*DATASET EXCERPTS*

- - - - - - -

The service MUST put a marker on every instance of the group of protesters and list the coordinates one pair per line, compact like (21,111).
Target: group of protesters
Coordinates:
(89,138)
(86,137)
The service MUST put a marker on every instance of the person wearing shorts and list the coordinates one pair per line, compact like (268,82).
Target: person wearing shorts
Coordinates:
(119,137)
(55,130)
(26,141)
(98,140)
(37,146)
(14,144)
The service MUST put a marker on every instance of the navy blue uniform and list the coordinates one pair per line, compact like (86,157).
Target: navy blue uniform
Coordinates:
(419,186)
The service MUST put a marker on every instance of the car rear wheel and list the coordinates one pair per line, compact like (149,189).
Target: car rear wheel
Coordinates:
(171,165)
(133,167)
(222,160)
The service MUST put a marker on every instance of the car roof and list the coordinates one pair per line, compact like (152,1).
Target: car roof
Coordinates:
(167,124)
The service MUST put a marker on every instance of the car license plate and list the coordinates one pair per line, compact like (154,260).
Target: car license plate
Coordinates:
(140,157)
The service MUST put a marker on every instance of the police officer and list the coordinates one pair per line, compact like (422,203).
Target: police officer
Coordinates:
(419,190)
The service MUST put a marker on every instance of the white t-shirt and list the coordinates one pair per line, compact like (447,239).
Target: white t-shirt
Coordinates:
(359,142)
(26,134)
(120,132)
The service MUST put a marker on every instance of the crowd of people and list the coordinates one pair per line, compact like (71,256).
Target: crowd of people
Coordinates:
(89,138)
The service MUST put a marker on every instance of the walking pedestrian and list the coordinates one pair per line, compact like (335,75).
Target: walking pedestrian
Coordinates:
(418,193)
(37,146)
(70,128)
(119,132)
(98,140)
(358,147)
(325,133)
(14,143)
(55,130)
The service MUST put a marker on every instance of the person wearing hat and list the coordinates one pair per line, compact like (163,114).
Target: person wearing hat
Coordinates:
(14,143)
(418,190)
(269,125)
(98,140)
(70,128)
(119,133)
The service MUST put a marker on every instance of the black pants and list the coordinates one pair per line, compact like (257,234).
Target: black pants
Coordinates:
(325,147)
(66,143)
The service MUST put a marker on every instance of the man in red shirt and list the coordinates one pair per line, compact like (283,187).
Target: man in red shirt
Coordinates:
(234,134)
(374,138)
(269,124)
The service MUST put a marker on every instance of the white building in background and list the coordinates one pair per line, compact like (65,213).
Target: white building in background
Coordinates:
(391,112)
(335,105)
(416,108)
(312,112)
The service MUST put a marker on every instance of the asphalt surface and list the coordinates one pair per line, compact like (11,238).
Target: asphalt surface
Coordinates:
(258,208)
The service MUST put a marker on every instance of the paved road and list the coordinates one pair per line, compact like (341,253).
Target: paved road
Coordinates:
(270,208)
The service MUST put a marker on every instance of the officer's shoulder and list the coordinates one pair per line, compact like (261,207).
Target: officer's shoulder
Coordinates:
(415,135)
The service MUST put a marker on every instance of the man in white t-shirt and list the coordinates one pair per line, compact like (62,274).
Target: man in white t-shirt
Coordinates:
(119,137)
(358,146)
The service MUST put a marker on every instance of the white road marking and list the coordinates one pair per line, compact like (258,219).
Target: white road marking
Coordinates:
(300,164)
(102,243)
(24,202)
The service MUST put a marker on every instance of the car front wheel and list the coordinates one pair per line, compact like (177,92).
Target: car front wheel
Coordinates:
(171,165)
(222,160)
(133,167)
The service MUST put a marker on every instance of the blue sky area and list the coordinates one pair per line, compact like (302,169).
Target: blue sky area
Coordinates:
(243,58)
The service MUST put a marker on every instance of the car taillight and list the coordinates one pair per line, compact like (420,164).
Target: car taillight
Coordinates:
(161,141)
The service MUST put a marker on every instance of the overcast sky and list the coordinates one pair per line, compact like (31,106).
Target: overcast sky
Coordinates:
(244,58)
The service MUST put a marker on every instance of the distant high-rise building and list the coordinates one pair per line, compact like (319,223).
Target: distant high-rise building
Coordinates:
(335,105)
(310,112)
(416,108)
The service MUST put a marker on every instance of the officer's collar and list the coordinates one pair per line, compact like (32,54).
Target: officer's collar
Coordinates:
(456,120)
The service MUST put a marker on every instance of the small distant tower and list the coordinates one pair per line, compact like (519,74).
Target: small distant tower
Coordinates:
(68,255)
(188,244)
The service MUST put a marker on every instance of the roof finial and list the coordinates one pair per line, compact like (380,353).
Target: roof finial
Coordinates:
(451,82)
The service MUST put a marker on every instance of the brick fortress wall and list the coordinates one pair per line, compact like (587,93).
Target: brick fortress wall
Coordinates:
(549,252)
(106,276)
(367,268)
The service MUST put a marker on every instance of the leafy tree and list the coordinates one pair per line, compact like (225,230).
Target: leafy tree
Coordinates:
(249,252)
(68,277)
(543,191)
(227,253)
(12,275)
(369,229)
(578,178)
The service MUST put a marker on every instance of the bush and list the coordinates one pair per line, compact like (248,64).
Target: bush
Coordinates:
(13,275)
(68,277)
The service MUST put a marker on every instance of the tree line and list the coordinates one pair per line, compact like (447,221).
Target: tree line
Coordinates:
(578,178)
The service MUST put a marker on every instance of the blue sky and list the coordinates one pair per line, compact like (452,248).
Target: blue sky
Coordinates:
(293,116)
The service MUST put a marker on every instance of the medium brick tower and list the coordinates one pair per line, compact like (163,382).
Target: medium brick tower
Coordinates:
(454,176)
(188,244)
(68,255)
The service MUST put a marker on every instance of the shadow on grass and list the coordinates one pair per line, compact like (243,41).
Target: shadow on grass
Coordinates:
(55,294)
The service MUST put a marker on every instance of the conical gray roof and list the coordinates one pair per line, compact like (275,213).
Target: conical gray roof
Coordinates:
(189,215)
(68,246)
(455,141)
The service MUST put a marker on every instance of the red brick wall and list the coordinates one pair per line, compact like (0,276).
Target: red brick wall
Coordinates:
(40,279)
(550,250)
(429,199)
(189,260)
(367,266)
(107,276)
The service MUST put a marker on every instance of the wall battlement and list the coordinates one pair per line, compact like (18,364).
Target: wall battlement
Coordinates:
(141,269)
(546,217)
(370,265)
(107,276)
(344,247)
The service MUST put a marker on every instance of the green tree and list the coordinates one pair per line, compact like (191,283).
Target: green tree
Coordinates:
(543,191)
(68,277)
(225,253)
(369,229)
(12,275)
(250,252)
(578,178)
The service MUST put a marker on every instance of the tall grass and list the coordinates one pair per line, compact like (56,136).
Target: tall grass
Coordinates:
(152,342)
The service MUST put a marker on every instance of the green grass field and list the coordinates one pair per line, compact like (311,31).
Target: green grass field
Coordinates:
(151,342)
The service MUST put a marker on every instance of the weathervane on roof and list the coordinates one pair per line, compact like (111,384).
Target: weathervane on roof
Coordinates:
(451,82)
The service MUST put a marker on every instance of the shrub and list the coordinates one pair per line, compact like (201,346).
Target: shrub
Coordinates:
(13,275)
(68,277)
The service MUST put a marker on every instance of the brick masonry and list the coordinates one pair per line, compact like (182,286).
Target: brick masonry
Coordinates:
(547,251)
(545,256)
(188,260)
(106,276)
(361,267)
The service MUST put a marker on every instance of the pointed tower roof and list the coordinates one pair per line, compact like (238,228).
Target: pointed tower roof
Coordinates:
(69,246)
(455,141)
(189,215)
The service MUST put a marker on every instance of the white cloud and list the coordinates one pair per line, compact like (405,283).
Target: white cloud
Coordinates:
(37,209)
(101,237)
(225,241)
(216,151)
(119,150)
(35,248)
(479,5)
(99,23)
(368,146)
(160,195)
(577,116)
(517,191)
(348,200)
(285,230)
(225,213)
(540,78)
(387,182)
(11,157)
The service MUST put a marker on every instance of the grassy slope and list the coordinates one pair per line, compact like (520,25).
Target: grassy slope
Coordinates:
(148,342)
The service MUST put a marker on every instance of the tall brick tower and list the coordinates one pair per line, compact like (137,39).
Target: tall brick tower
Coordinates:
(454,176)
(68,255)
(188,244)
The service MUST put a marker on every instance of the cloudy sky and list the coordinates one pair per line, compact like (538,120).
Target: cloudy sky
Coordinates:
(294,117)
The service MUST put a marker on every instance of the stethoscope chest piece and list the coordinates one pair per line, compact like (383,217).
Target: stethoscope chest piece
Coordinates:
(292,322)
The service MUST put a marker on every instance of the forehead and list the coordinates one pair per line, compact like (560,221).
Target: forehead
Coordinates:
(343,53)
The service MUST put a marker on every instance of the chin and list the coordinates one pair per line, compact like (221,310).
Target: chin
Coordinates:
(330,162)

- - - - - - -

*EXERCISE PROMPT*
Starting with the line that contains "compact like (383,217).", output every line through the end of the listing above, unchanged.

*THE ANSWER*
The service MUST put a marker on every instance of the stethoscope chest piece and list the coordinates one pair per line, compact like (383,217).
Target: stethoscope chest piece
Coordinates:
(292,322)
The service MUST put a marker on every instance of the forehead and list the coordinates one pair per line, compact like (560,221).
Target: forehead
Coordinates:
(343,53)
The service MUST put a marker on every instance of the chin and list the coordinates one pair per line, compact like (221,310).
Target: chin
Coordinates:
(330,162)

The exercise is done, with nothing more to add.